*BRANO DA LEGGERE*.
┄┄┄┄┄┄┄┄┄┄

Una ricostruzione certosina che spiega nel dettaglio come funziona e qual è l’organizzazione della cosca egemone nelle città a nord di Napoli e con affari in tutta Italia. Le indagini del Ros, coordinate dalla procura antimafia napoletana, hanno preso in esame gli anni tra il 2015 e il 2019, periodo in cui sono state redatte le informative con le quali viene spiegato nel dettaglio il funzionamento della cosca.La base della piramide è costituita da un nutrito gruppo di affiliati presenti in varie città come Afragola, Casoria, Arzano, Cardito, Caivano, Crispano, Frattamaggiore e Frattaminore. A capo di ogni città o zona è previsto il secondo livello della piramide. Il posto è occupato dal cosiddetto “senatore”. Si tratta di uno storico affiliato del clan che ha un ruolo di responsabilità rispetto a ciò che succede nella sua area.  A scegliere i coordinatori è il livello superiore, la parte più alta della piramide costituita dal gruppo dirigente della cosca. Si tratta, di fatto, dei membri della famiglia Moccia. Secondo la Dda al vertice della piramide ci sarebbero Anna Mazza, vedova del boss Moccia e deceduta per cause naturali nel corso delle indagini, e i figli Angelo, Luigi, Antonio, Teresa e il genero Filippo Iazzetta. La struttura piramidale serviva alla famiglia Moccia come schermo per tenersi a distanza dalle attività criminali che comunque coordinavano.

┄┄┄┄┄┄┄┄┄┄

(Record di un set di etichettatura per punti)
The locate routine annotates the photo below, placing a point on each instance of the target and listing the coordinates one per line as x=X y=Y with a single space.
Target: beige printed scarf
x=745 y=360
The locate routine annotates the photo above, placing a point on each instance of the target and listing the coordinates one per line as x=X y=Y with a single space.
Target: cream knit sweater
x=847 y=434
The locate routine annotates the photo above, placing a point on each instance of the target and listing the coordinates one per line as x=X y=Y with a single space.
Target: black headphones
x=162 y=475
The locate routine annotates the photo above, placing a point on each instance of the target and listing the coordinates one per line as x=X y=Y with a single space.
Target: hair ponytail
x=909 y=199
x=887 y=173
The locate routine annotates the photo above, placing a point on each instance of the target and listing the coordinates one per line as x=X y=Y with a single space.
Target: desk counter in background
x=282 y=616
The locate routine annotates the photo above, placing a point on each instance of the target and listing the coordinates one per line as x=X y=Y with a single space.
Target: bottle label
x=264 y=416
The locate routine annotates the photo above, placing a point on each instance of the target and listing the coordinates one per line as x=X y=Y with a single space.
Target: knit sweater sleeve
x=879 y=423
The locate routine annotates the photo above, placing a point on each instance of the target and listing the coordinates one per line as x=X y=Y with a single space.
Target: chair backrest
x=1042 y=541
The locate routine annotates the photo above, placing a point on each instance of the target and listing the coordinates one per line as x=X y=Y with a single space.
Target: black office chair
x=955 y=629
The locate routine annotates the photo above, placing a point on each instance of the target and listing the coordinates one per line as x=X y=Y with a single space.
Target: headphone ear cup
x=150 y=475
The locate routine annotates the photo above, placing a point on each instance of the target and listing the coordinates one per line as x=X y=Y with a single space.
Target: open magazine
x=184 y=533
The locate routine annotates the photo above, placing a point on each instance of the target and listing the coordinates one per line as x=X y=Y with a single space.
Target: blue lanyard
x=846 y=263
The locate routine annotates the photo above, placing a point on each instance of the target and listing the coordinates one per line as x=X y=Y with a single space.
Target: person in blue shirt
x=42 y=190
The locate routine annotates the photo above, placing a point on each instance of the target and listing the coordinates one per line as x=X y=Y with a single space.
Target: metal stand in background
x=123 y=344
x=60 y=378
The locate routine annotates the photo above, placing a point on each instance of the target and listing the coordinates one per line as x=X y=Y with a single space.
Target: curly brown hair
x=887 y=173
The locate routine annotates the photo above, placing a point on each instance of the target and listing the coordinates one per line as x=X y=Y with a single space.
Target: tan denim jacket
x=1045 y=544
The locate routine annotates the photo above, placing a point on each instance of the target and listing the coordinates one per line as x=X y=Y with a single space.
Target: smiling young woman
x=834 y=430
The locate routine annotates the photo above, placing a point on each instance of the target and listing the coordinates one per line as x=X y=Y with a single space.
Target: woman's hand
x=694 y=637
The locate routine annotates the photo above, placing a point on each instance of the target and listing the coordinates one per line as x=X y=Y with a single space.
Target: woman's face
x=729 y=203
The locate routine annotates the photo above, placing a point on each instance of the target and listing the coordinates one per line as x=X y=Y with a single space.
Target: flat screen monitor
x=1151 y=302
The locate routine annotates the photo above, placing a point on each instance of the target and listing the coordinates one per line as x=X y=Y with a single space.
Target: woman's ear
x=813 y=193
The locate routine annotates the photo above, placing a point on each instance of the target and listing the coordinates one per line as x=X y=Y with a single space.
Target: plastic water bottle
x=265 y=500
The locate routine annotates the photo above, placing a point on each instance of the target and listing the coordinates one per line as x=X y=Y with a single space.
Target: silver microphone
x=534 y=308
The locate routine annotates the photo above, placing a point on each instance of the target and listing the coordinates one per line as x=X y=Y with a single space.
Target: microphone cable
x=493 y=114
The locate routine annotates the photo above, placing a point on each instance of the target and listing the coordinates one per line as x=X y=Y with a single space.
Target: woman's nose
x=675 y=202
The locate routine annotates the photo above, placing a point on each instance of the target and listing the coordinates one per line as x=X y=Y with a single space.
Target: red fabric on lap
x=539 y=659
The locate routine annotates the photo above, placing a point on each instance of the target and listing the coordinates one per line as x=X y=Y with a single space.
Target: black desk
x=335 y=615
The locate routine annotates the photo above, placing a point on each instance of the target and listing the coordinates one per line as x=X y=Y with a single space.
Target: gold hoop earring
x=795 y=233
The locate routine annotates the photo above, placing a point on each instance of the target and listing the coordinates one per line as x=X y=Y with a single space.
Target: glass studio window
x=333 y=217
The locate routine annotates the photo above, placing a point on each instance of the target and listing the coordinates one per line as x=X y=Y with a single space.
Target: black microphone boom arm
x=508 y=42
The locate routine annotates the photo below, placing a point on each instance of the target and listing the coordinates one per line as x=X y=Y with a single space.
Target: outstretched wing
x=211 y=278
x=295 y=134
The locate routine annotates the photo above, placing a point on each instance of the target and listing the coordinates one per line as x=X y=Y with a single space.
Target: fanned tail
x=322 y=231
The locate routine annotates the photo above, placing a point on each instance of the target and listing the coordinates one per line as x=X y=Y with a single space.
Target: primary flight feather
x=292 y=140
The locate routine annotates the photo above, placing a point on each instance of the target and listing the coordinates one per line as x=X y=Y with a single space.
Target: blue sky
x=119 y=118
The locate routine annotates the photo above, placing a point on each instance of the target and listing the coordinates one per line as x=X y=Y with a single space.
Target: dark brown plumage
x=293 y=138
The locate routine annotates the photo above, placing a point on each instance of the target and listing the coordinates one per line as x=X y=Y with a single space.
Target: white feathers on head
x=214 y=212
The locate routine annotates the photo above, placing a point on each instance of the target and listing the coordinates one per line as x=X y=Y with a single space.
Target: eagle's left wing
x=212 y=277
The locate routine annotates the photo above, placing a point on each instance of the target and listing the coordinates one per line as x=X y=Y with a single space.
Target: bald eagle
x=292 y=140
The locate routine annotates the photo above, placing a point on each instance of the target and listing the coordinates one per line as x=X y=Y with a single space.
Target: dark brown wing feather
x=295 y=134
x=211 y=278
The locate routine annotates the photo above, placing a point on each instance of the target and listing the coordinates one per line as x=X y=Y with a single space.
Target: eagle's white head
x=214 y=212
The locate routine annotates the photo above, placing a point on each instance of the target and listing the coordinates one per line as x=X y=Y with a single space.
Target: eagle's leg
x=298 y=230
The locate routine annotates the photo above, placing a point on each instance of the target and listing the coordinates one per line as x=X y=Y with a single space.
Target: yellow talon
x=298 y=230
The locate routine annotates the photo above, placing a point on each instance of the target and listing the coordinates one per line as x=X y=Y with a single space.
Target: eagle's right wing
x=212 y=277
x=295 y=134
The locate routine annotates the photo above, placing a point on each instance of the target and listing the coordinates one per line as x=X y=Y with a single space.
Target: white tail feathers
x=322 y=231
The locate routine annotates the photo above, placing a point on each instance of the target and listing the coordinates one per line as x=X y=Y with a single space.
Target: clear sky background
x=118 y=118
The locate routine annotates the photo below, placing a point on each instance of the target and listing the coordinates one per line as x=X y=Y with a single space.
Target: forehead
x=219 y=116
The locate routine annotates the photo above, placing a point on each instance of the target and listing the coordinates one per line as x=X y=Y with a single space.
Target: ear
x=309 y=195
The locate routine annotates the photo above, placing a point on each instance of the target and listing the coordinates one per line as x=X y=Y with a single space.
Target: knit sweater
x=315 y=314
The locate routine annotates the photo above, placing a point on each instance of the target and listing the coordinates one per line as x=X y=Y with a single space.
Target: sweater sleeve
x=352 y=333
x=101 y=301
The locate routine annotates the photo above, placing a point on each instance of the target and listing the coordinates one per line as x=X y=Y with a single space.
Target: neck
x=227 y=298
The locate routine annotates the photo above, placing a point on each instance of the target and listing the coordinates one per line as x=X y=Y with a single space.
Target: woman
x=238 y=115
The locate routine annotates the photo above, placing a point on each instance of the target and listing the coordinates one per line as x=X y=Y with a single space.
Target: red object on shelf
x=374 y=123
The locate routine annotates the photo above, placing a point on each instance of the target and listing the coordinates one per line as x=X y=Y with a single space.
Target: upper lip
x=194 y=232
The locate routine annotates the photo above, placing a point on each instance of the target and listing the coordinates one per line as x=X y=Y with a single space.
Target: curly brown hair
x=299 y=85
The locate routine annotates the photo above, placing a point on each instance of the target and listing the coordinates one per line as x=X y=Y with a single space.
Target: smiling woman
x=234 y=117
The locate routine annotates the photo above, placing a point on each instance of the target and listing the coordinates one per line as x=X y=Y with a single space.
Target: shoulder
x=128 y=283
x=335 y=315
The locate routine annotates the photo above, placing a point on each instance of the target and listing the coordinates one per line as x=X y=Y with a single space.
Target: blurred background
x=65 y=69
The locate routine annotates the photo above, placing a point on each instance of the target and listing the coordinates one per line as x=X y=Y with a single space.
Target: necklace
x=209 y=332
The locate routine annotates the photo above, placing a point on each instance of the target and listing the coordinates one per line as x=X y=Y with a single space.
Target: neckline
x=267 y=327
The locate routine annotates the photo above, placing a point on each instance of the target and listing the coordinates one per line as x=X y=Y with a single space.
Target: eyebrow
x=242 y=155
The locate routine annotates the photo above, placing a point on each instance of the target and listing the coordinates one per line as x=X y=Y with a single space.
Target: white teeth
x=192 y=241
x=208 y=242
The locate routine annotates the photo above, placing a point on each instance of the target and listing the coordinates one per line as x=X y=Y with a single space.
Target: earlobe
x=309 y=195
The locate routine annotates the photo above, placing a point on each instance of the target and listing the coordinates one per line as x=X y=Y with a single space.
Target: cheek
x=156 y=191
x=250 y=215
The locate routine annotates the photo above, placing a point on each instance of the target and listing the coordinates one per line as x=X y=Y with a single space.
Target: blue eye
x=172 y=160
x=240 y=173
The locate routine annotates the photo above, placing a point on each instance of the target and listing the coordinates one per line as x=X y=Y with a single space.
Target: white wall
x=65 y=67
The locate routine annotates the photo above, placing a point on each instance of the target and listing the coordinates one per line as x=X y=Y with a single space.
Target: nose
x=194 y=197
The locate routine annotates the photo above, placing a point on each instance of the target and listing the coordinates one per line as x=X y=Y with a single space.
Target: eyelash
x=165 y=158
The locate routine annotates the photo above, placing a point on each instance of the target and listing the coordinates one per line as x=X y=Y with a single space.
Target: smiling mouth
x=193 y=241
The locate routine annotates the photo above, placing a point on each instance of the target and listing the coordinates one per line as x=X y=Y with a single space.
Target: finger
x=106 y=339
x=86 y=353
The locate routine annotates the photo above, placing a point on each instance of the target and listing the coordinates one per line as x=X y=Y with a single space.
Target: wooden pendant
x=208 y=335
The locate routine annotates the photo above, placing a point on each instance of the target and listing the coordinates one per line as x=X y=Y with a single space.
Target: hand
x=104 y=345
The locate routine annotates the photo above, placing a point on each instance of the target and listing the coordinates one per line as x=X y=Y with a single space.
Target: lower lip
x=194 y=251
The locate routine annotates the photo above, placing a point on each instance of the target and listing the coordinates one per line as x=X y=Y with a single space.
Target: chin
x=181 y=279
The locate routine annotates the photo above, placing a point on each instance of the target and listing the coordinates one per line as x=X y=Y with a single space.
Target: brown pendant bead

┄┄┄┄┄┄┄┄┄┄

*COMPITI DA SVOLGERE*.
(a) Rispondi a queste domande sul brano sul clan Moccia:
(i) Quali anni hanno preso in esame le indagini del Ros?
(ii) Come viene chiamato chi occupa il posto a capo di ogni città o zona?
(iii) Chi sceglie i coordinatori?
(b) Elenca tutte le città in cui, secondo il brano sul clan Moccia, sono presenti gli affiliati che formano la base della piramide.
(c) Per favore, prosegui il brano sul clan Moccia a partire dalla sua ultima frase.

*RISULTATI*.
(a)
(i) Gli anni tra il 2015 e il 2019.
(ii) Il "senatore".
(iii) Il livello superiore, cioè il gruppo dirigente della cosca, di fatto i membri della famiglia Moccia.

(b) Afragola, Casoria, Arzano, Cardito, Caivano, Crispano, Frattamaggiore, Frattaminore

(c)
 La tecnica era quella di ordinare solo sulle questioni più importanti lasciando invece autonomia agli altri livelli della cosca per le attività meno remunerative in modo da ridurre le possibilità di essere coinvolti in attività investigative. La famiglia si occupava soprattutto dell’espansione in Puglia e dei grandi appalti, come quello per l’alta velocità e la realizzazione della stazione di Afragola. Una fitta rete di aziende compiacenti o controllate, un intermediario e appalti milionari. Su tutti quello per la realizzazione della stazione dell’Alta velocità ad Afragola, nel regno del clan. È ciò su cui la Dda ha provato a far luce in un segmento ben preciso dell’inchiesta sul clan Moccia. L’antimafia ipotizza un sistema che avrebbe messo le mani sugli appalti milionari di quell’opera pubblica e realizza una ricostruzione che spiega come i Moccia sarebbero riusciti a metterci le mani. Ci sono due indagati che per l’antimafia sono fondamentali. Si tratta di Giuseppe De Luca e Giovanni Esposito. L’elemento più importante della sua carriera è legato al nome della Railway, un’azienda capace di ottenere appalti sia in Campania che nel Lazio. La storia dei lavori per la Tav è cominciata nel 2009 con un primo impegno di spesa totale di 74 milioni di euro. Nel luglio 2010, la Edilmer ottiene una fornitura di materiale edile. L’azienda è già sotto i riflettori per legami scomodi. Nel gennaio 2012, la Dia effettua due accessi nei cantieri scoprendo che l’azienda che si occupa del movimento terra, per un importo da 1.500.000 di euro, ha trasferito il suo autoparco nella sede di un’azienda ritenuta vicina al clan, la Depar. Ormai le luci su quell’appalto sono accese.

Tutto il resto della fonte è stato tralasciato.